#### Исходный текст ####

Куда уходит детство, в какие города? Помните эту лирическую песню? Хотелось бы нам вернуться туда, в город детства? Увидеть себя маленьким, играющим во дворе, или просто идущим по улице ну, например, за хлебом? Что бы мы рассказали тому, маленькому ребёнку о себе сегодняшнем?
Как-то некогда об этом задумываться, в суете дней и в заботах «о хлебе насущном» и не только о нём... Мне кажется, что когда вырастаешь и живёшь в том же городе, не замечаешь, как он меняется, он просто врастает в тебя (или ты в него), образуя единое целое. А когда переезжаешь куда-то, кажется подчас, что закрыта страница книги, и чем больше времени проходит, тем больше ощущение, что страницы те слиплись, не попасть туда. А потом эта книга кончается, начинается другая, а та стоит на какой-то далёкой полке.
У меня было именно такое чувство по отношению к городу совершенно необычному для нашего детства - Цюриху. Попав туда недавно, я почувствовала, будто в воспоминаниях открылась та самая слипшаяся страница, и все образы, казалось, полностью исчезнувшие в туман прошлого, прояснились и высветились, и я оказалась в своём детстве много лет назад. Под листьями и землёй оказалось стёклышко с секретиком, и протерев это стёклышко, я увидела собор Гроссмюнстера в самом центре Цюриха.

#### Исходные данные ####

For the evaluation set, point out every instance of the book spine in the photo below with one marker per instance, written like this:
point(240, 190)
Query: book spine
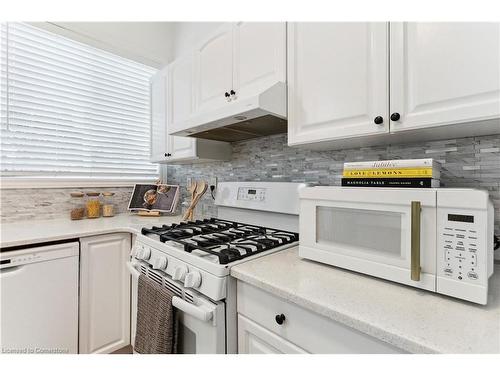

####

- [Что сделать]
a: Перепишите без изменений отрывок из текста о детстве и Цюрихе: от слов «Куда уходит детство, в» до слов «о себе сегодняшнем?» включительно.
b: Допишите продолжение текста о детстве и Цюрихе. Начните сразу после его последнего предложения.

- [Ответы]
a:
Куда уходит детство, в какие города? Помните эту лирическую песню? Хотелось бы нам вернуться туда, в город детства? Увидеть себя маленьким, играющим во дворе, или просто идущим по улице ну, например, за хлебом? Что бы мы рассказали тому, маленькому ребёнку о себе сегодняшнем?

b:
Собор в детстве, конечно, казался мне больше и мощнее, он поразил меня своей историей, которая отразилась в интерьере. Пустота каменных стен пронзительно прорезалась двумя яркими, цветными, как бы светящимися изнутри витражами. Так реформация и протестантизм нанесли удар по богатству католических храмов. Почему-то сведения о непримиримой войне и переходе собора от католиков к протестантам поразили моё юное воображение , и я во все глаза глядела на серые неукрашенные стены, когда сидя на деревянной скамейке, внимала мощному органу, услышанному впервые.
Помню, как взрослые как-то даже вполголоса рассказывали друг другу о дерзкой надписи на одной из стен собора «Религия - это опиум для народа». Буквы, выведенные чёрным варом, оставили след в моём сознании, повлияв на будущее восприятие. Всех тогда удивляло, как долго надпись не стирали. В этот раз, через тридцать с лишним лет, стены были абсолютно чистыми. Надпись осталась яркой в моей памяти.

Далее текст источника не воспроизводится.